• _Work item_
Count the lines of the listing below where "golden" shows up, and please answer with that number only.

• _Supplied records_
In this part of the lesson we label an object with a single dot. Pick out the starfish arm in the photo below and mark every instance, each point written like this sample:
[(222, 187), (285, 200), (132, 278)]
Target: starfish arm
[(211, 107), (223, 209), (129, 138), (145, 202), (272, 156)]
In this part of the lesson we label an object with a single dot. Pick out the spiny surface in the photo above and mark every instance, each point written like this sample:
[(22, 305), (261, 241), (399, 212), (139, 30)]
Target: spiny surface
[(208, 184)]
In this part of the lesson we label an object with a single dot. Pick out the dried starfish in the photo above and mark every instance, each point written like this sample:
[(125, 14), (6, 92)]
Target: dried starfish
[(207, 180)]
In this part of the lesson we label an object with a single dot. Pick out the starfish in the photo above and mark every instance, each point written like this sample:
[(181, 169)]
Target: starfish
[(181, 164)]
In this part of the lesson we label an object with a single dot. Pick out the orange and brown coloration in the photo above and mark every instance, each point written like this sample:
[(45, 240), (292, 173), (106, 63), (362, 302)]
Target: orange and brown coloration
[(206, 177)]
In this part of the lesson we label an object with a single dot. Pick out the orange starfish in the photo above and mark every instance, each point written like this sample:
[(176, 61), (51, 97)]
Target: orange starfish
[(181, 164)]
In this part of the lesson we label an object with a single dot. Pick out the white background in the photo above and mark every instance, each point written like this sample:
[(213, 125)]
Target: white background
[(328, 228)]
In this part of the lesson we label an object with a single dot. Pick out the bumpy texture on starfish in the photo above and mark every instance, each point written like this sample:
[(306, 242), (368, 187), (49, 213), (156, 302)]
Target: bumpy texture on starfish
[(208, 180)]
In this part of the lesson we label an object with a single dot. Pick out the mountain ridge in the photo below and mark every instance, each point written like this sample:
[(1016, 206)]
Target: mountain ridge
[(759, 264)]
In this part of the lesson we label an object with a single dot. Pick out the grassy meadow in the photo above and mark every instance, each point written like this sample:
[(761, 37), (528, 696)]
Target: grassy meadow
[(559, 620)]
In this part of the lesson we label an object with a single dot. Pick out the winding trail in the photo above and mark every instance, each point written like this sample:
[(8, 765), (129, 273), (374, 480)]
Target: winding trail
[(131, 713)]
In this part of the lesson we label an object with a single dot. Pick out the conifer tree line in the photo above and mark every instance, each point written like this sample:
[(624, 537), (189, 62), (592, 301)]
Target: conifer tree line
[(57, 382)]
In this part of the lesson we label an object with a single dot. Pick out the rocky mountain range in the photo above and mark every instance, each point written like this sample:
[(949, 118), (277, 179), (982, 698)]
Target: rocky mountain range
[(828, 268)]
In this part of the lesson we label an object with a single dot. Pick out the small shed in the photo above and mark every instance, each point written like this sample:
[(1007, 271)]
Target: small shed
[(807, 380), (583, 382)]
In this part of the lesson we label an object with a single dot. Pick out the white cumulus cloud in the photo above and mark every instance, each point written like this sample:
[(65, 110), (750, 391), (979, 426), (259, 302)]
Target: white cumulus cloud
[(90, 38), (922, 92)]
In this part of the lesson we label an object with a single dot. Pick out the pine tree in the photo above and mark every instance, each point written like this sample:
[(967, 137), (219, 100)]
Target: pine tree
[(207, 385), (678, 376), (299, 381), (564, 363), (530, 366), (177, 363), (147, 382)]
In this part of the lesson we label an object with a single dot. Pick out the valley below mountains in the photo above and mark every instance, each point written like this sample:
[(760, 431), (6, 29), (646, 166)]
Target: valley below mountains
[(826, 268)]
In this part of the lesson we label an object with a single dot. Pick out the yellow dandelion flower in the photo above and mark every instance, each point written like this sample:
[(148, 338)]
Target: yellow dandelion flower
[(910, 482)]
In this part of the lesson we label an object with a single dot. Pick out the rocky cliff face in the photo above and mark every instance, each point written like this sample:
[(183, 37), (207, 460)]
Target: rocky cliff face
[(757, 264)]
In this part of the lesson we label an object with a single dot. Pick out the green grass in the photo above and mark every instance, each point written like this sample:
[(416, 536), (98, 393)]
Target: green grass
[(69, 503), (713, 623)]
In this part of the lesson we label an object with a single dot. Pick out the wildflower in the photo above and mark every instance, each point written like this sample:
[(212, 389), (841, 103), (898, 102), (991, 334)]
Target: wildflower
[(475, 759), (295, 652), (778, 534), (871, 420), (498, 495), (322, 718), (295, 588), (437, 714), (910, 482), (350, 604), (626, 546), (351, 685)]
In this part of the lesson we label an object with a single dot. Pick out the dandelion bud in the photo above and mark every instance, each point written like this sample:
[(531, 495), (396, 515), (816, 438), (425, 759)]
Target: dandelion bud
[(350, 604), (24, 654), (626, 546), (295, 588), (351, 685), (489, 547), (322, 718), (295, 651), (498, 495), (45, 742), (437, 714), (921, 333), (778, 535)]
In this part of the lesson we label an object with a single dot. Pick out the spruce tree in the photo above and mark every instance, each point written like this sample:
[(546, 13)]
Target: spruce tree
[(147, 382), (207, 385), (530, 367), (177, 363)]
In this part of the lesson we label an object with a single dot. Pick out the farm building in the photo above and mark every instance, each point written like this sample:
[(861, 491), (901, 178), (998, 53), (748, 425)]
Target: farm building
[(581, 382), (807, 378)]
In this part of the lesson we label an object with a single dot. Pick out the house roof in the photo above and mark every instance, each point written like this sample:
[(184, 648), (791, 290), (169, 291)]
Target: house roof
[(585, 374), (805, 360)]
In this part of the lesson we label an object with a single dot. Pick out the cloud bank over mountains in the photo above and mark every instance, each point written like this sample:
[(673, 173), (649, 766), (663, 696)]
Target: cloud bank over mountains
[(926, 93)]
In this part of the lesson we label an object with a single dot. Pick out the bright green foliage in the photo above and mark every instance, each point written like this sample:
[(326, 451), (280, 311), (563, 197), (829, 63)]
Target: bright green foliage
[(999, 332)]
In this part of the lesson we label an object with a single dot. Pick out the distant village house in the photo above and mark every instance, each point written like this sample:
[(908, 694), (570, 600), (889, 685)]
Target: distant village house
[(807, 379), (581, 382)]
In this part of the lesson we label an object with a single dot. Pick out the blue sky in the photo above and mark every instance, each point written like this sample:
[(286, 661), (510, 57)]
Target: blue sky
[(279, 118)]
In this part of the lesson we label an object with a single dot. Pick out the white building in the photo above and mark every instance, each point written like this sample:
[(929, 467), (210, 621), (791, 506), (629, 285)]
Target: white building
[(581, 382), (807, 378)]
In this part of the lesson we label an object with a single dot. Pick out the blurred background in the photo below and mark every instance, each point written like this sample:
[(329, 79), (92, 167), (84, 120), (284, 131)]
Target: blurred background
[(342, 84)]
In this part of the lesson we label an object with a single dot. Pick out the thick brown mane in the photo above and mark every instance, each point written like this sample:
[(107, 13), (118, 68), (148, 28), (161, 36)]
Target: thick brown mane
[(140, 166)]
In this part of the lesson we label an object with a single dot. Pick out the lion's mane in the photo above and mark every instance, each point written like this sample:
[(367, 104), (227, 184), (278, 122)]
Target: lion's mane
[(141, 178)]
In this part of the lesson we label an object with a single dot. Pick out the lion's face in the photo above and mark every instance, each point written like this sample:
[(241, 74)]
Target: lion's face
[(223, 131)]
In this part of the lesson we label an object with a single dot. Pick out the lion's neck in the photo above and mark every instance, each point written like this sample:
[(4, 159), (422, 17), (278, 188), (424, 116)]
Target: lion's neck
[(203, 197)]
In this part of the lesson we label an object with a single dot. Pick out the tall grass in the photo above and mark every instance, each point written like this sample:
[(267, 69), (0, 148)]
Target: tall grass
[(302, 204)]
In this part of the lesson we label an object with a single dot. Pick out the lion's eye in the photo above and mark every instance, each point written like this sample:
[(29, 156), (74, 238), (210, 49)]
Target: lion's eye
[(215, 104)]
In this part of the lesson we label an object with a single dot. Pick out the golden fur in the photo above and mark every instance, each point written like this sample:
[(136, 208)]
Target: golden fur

• _Answer for the task_
2